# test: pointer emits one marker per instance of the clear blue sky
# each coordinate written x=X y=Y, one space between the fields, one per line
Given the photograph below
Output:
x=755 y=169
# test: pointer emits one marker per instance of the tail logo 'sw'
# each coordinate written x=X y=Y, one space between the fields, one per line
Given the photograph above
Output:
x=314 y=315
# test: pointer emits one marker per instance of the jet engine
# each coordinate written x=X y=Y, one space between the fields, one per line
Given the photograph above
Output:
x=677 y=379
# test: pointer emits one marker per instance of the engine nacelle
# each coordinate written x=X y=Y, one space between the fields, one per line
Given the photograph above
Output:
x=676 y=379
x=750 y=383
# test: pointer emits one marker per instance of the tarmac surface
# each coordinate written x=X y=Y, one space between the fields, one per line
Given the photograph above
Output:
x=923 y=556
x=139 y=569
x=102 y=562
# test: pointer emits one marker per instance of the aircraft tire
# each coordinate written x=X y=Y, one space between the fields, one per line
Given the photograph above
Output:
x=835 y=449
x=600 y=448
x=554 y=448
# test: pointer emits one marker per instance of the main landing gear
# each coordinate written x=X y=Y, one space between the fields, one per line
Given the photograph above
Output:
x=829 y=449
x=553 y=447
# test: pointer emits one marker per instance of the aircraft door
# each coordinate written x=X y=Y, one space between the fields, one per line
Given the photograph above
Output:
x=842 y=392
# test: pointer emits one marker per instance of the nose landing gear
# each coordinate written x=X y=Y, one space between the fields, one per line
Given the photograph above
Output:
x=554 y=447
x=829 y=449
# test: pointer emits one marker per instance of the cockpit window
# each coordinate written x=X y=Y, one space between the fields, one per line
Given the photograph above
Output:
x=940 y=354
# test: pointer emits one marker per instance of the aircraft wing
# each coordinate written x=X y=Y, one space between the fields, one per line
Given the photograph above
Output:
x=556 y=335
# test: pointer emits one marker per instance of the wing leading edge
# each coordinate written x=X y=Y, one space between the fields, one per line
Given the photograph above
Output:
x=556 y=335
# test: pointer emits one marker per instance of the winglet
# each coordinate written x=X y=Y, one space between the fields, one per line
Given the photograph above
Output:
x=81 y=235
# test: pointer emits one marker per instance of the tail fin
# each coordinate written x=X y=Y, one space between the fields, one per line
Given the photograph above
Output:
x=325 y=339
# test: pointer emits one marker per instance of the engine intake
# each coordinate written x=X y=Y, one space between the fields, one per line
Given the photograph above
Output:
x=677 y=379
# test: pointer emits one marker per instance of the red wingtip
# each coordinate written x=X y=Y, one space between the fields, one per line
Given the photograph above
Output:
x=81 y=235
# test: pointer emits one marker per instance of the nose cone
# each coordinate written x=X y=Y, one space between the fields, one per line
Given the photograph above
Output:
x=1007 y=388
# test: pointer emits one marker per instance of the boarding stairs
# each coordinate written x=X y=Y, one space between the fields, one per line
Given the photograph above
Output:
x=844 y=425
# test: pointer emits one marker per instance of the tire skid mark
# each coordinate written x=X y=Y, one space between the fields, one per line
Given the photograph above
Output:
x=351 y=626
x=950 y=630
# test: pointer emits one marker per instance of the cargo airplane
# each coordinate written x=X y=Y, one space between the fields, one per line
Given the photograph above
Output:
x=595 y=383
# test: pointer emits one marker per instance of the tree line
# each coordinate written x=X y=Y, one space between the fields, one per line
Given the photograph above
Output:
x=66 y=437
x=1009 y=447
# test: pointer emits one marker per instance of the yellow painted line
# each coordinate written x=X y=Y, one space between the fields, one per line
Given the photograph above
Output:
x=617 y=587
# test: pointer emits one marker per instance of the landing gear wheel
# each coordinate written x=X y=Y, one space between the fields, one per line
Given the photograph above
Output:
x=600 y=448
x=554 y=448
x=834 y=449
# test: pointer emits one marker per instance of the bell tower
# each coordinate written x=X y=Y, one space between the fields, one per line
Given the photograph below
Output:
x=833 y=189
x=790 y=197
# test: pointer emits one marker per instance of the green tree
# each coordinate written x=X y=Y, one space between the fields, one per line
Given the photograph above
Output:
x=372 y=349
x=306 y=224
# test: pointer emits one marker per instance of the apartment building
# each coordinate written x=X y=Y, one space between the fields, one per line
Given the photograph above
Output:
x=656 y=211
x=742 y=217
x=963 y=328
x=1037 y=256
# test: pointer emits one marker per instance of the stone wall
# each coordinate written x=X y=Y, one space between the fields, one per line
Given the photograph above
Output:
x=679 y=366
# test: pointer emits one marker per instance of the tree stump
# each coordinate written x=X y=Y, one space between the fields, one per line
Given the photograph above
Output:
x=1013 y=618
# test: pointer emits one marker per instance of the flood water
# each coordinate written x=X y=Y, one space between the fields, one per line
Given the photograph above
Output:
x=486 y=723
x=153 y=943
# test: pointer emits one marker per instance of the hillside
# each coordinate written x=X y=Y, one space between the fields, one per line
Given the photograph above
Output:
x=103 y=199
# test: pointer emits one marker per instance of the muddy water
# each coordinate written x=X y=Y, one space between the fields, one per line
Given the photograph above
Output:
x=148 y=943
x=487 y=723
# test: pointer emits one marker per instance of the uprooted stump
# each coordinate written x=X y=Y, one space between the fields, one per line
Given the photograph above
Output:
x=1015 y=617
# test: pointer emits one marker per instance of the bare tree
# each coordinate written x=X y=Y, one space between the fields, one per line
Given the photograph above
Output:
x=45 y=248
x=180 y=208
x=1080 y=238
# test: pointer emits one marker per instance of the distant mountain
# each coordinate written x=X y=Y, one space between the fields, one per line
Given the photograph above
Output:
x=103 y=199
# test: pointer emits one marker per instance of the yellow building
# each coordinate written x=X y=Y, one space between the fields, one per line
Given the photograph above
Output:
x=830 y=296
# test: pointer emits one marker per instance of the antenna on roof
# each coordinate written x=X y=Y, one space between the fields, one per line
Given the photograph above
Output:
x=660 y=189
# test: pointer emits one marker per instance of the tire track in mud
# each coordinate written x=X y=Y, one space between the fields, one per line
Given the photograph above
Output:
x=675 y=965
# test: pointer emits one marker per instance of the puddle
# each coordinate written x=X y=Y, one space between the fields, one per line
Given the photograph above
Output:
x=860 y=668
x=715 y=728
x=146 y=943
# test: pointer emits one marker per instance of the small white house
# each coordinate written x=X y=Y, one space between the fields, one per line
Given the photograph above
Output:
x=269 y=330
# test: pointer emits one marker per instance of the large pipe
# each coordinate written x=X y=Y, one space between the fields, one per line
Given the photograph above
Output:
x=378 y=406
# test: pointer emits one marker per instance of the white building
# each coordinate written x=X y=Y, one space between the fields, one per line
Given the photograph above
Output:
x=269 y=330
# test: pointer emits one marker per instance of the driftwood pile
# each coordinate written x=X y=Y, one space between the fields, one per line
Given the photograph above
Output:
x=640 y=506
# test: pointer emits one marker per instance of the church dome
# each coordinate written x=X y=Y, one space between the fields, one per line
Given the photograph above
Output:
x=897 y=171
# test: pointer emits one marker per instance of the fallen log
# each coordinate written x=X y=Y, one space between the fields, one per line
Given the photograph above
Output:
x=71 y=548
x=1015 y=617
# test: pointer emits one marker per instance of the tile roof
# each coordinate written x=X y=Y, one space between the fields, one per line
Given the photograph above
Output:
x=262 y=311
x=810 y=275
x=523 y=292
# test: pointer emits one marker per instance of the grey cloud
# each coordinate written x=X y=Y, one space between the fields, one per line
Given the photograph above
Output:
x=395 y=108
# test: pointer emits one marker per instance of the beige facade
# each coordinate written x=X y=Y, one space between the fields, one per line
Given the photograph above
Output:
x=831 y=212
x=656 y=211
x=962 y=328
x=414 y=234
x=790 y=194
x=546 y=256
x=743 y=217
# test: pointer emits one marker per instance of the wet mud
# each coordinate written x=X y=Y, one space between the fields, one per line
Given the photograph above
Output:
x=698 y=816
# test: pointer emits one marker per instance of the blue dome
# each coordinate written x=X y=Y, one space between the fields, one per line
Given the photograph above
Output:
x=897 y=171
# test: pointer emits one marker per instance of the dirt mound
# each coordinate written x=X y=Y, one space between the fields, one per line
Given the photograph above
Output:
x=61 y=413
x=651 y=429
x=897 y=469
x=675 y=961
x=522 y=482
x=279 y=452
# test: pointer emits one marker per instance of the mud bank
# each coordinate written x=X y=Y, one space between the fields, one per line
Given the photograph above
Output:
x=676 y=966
--------------------
_TASK INSTRUCTIONS_
Copy every line that includes the string "stump" from the material above.

_RESULT OF THIS TASK_
# test: pointer emits one marker per instance of the tree stump
# test: pointer emits one marker per instance of the uprooted stump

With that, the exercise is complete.